(Collected data entries)
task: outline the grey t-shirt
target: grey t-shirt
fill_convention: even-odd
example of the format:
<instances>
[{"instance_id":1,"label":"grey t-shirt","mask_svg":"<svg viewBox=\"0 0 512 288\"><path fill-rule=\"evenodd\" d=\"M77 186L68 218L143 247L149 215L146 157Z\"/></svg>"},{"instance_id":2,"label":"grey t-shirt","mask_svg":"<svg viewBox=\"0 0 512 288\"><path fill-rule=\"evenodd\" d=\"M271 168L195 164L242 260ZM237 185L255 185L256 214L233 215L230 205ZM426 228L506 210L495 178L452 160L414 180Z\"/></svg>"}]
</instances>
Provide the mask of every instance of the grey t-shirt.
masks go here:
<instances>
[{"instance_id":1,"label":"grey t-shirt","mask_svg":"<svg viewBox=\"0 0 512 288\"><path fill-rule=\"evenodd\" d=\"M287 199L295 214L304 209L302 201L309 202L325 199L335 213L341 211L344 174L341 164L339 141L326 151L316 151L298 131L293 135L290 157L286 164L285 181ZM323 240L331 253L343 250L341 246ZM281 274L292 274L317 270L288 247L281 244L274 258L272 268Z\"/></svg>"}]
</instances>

PROBLEM: Output every line of the data above as a JSON list of strings, one string per line, leaving out blank lines.

WRITTEN RESPONSE:
[
  "task: outline the grey t-shirt",
  "target: grey t-shirt",
  "fill_convention: even-odd",
  "example of the format:",
  "<instances>",
  "[{\"instance_id\":1,\"label\":\"grey t-shirt\",\"mask_svg\":\"<svg viewBox=\\\"0 0 512 288\\\"><path fill-rule=\\\"evenodd\\\" d=\\\"M77 186L68 218L143 247L149 215L146 157Z\\\"/></svg>\"},{\"instance_id\":2,\"label\":\"grey t-shirt\",\"mask_svg\":\"<svg viewBox=\\\"0 0 512 288\\\"><path fill-rule=\\\"evenodd\\\" d=\\\"M271 168L195 164L242 260ZM237 185L255 185L256 214L233 215L230 205ZM426 228L506 210L495 178L452 160L414 180Z\\\"/></svg>\"}]",
  "</instances>",
  "Provide the mask of every instance of the grey t-shirt.",
  "masks go here:",
  "<instances>",
  "[{\"instance_id\":1,\"label\":\"grey t-shirt\",\"mask_svg\":\"<svg viewBox=\\\"0 0 512 288\\\"><path fill-rule=\\\"evenodd\\\" d=\\\"M287 199L295 214L304 209L302 201L309 202L325 199L335 213L341 211L344 174L341 164L339 141L326 151L316 151L298 131L293 135L290 157L286 164L285 181ZM323 240L331 253L343 250L341 246ZM281 274L292 274L317 270L288 247L281 244L274 258L272 268Z\\\"/></svg>\"}]",
  "</instances>"
]